## Supplied material

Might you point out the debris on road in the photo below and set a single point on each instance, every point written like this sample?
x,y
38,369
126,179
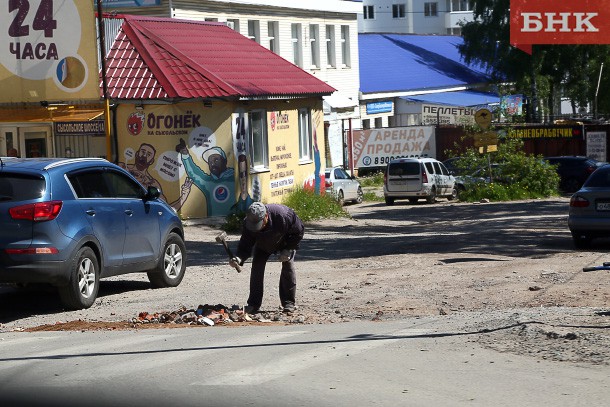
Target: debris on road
x,y
210,315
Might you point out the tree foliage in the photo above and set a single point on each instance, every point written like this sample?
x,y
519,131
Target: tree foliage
x,y
551,72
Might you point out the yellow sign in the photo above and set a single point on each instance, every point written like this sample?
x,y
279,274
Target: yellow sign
x,y
487,138
48,51
483,118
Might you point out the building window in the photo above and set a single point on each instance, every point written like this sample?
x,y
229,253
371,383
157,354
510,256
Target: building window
x,y
330,46
254,30
430,9
305,152
257,143
345,57
314,40
233,24
398,11
297,48
460,5
272,34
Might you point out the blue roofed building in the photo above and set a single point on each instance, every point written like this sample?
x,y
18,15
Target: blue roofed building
x,y
410,80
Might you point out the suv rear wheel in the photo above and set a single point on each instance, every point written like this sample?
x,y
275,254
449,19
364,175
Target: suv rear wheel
x,y
84,283
360,195
432,197
454,193
172,264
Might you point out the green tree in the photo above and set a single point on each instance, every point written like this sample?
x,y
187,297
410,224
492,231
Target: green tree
x,y
552,71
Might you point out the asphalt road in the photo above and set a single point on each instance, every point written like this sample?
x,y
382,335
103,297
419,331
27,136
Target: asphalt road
x,y
419,362
470,356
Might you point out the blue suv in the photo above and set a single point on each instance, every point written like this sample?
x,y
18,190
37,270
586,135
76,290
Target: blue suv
x,y
70,222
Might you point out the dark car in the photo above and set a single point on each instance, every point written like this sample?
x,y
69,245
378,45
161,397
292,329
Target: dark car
x,y
573,170
589,215
70,222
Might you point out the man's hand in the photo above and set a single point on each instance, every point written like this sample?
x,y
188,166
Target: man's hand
x,y
286,255
235,262
181,148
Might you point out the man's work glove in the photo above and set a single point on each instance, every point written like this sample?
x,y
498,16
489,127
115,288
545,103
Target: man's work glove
x,y
286,255
235,262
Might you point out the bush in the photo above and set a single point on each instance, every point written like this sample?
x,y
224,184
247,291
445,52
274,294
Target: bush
x,y
309,206
521,176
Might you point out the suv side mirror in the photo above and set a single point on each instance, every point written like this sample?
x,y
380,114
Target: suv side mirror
x,y
152,193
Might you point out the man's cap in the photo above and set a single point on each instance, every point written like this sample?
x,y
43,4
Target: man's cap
x,y
255,215
211,151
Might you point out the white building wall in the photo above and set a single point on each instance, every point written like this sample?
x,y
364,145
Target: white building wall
x,y
344,78
448,14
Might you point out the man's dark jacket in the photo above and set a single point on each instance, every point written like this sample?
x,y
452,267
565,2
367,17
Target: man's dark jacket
x,y
283,231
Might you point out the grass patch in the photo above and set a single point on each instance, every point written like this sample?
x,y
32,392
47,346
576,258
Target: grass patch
x,y
374,180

## What to work on
Write out the lines above from the one containing "Might you point out the bush" through the last, exactly as they are.

## In response
Might you point out the bush in the photo above and set a single point on each instance, every point written like this sample?
x,y
224,184
247,291
445,52
274,294
Target: bush
x,y
309,206
521,176
Might you point out the suv side mirror in the photo above and set a single point on each instance, every point written like this sample?
x,y
380,114
Target: suv side mirror
x,y
152,193
Might you point out the man's cap in the photo above and set a single point on each instance, every point written like this sample?
x,y
43,4
Target: man's cap
x,y
255,215
211,151
Might you point out the white building wall in the photo above and set a single point on each instance, every point written like this sample?
x,y
364,145
Target: white building wall
x,y
344,78
448,14
Might you point out the man's dark jacket in the photo above and set a single point on each instance, every point written like this sample?
x,y
452,267
565,2
367,17
Target: man's dark jacket
x,y
283,231
Might you point out the grass patch in the photo above and set a single point on each instance, every point written like this sample?
x,y
32,392
47,346
576,258
Target: grass patch
x,y
374,180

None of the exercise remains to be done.